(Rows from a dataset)
[BEGIN]

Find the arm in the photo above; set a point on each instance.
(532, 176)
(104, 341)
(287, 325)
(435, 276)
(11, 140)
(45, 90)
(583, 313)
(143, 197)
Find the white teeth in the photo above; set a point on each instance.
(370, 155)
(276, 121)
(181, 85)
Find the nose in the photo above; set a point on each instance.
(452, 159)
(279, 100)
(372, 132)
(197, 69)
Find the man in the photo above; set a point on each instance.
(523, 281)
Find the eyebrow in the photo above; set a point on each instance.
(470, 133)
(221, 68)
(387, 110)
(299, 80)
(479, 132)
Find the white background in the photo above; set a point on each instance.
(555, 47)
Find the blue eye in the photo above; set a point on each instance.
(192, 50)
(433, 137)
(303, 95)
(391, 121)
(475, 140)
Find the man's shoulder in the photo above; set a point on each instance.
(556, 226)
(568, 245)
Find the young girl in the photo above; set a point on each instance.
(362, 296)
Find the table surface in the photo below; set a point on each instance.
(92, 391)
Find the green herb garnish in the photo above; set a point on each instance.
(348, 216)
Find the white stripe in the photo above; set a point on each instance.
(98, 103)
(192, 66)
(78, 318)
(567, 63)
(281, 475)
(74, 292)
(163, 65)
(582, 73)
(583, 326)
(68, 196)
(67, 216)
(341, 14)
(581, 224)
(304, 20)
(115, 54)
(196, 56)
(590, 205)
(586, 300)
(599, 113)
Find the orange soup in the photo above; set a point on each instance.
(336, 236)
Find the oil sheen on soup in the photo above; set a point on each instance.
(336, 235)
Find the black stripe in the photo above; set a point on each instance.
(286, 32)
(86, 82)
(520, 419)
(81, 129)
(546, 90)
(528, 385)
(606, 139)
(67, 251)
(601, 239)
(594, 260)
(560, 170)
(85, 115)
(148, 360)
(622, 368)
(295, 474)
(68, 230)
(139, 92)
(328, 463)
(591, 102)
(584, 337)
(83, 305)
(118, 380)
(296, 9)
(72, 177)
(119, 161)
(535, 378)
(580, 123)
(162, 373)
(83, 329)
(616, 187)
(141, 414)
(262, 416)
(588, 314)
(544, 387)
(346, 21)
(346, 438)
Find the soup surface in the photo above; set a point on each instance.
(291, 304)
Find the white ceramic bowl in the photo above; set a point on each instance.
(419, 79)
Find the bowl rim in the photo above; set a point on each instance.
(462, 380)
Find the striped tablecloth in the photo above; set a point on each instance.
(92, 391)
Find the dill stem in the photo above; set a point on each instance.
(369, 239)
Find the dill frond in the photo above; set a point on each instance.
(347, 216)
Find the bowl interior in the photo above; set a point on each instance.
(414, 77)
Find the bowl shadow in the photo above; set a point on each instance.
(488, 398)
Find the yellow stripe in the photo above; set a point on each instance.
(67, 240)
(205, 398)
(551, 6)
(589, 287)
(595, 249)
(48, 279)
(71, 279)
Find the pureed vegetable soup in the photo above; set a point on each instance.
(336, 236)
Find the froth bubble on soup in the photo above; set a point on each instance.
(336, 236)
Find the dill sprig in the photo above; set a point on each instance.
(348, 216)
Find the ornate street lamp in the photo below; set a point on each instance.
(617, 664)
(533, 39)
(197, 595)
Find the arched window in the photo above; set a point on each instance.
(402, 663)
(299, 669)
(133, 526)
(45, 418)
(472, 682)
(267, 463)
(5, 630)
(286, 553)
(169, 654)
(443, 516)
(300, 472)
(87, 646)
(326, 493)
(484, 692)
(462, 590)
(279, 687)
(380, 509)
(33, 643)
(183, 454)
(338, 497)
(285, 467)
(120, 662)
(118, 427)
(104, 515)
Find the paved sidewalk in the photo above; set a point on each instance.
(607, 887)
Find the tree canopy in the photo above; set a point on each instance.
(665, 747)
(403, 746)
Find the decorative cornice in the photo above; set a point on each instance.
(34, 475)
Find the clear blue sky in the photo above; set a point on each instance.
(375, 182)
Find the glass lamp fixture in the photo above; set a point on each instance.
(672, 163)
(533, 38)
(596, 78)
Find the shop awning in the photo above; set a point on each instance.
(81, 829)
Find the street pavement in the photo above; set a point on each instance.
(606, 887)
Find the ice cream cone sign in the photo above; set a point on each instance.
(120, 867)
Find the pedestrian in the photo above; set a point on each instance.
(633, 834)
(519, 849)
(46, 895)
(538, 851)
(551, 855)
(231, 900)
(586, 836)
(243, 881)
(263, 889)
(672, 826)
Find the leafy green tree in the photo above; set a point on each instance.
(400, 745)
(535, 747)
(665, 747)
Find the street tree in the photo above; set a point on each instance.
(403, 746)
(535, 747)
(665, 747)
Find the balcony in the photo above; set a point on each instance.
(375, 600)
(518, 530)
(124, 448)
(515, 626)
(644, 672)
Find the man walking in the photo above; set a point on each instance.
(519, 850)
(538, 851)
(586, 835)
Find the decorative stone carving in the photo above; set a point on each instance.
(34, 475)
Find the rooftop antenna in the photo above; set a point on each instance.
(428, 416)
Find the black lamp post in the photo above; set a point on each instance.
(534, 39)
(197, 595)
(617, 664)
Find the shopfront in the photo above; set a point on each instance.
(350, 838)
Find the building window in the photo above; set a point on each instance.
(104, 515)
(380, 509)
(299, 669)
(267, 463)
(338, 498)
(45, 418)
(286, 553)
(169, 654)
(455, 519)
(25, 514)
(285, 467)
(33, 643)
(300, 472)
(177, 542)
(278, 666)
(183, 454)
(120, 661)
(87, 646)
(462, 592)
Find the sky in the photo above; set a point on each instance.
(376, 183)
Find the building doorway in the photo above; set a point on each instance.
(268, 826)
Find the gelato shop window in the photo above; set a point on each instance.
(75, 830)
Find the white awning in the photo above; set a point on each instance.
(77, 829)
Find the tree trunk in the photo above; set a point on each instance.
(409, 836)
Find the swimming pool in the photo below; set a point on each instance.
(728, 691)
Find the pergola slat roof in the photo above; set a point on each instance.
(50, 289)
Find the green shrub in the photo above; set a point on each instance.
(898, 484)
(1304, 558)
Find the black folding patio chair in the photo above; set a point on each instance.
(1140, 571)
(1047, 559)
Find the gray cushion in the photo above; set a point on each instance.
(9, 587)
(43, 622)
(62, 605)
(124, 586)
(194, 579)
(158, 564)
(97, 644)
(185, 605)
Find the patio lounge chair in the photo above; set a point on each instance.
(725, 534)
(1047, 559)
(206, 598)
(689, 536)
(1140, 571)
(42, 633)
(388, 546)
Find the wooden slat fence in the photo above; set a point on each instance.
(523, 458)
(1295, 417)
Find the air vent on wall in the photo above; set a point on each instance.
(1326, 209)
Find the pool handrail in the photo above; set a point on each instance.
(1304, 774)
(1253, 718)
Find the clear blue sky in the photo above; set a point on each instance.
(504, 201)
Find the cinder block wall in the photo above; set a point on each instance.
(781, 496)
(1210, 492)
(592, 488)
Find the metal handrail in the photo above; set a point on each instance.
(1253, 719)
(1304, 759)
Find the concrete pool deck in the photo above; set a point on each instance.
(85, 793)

[END]

YOUR GOAL:
Please reproduce every line in the stretch of the records from the line containing "Find the black folding" through the end of the records, scaling each coordinate in the answers by 0.95 and rounding to whole numbers, with halves rounded up. Output only those lines.

COMPLETED TASK:
Find the black folding patio chair in the photo above; set a point on each instance.
(1083, 542)
(995, 531)
Find the gray cushion in the photo above; set a point on each instance.
(9, 558)
(41, 591)
(59, 575)
(118, 557)
(184, 550)
(150, 536)
(92, 612)
(176, 575)
Find the patio lounge chair in the photo above; set a point on each instance.
(689, 507)
(995, 531)
(196, 568)
(655, 509)
(1083, 542)
(40, 601)
(369, 519)
Find the wooden slat fence in the photo above; set a point on each instance.
(497, 435)
(1230, 396)
Find the air vent on wall in the photo above; set a point on each instance.
(1260, 199)
Find the pool handrail in the photo above; set a point on each instance.
(1239, 735)
(1190, 682)
Find the clear blue sky in the photo above; set a point on each instance.
(479, 191)
Find the cinder block wall in the photo above; set a point on each instance.
(742, 471)
(1150, 467)
(562, 464)
Find the metal handrail in the photo above; set a point on each instance.
(1190, 683)
(1239, 721)
Find the concrete pool deck in the photo above; set a point on each instance.
(81, 753)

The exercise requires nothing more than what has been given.